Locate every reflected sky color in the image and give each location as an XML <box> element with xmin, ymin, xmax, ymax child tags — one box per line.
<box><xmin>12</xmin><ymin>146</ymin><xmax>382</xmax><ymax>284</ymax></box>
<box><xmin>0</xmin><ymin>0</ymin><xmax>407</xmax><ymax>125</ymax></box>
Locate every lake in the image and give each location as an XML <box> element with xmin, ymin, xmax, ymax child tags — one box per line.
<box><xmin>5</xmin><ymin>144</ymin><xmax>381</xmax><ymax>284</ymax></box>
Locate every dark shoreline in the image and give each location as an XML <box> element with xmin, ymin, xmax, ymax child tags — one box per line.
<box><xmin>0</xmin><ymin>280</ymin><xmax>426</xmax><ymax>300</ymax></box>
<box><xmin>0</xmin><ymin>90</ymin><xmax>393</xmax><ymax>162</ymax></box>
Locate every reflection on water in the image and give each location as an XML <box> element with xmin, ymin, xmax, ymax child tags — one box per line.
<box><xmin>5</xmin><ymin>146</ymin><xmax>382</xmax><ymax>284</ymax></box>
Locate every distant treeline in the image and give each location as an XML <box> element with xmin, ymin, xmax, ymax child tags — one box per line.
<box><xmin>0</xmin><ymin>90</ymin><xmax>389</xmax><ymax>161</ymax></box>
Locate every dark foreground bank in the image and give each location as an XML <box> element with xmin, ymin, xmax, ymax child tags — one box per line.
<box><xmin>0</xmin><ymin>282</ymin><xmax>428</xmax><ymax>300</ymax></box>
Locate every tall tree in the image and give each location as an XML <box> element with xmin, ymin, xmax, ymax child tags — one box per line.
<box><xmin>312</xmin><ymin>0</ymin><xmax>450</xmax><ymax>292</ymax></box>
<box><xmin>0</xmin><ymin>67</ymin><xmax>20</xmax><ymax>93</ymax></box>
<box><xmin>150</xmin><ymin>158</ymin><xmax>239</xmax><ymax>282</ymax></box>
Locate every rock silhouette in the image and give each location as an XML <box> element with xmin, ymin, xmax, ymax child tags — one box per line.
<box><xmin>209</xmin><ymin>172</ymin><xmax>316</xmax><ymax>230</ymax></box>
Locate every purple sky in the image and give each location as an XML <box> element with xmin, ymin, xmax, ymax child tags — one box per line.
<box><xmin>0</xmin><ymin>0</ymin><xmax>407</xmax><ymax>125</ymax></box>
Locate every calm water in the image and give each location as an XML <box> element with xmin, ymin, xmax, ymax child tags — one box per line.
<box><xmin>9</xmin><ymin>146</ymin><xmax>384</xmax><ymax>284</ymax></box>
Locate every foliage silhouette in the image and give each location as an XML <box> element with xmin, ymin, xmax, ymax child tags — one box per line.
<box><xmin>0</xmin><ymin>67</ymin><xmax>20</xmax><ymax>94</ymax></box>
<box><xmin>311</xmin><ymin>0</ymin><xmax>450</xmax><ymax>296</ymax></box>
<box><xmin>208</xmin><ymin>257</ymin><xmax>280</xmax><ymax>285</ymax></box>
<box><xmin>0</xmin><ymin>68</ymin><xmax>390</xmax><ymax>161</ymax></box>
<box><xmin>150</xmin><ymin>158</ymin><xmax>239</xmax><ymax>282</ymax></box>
...
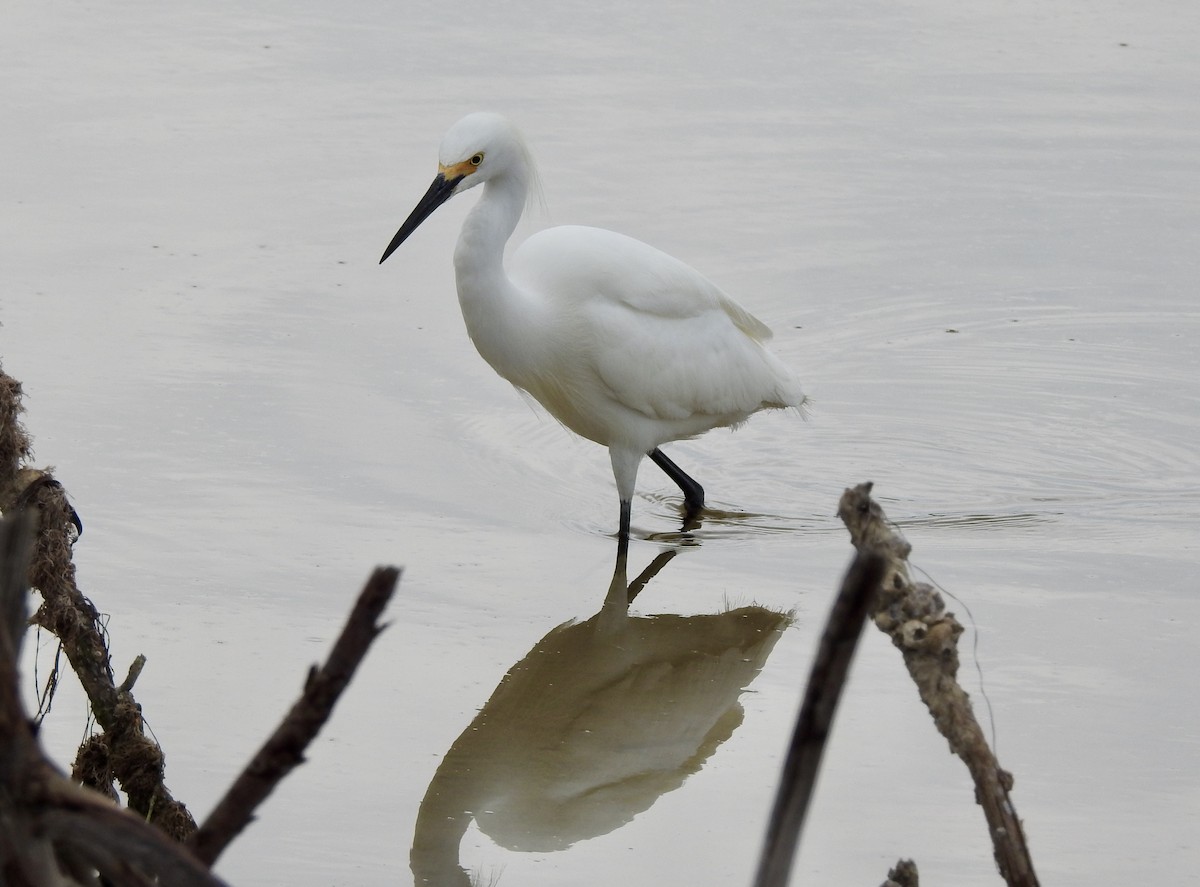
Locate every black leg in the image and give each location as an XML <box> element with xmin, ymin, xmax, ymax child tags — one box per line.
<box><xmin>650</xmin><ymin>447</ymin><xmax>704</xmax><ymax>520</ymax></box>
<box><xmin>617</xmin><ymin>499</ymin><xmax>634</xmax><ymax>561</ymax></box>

Stated exercise |
Identify every line in the entries above that contains the string "water". Copy each of those lines out in full.

Worked solution |
Locate every reflection on water in the image and give each location as an XML <box> element with xmin, ymin, xmax, ymax child tags — one box per line.
Locate every calm water in the image and give each location as an XML <box> element with xmin, ymin, xmax, ymax child tags — one box per line.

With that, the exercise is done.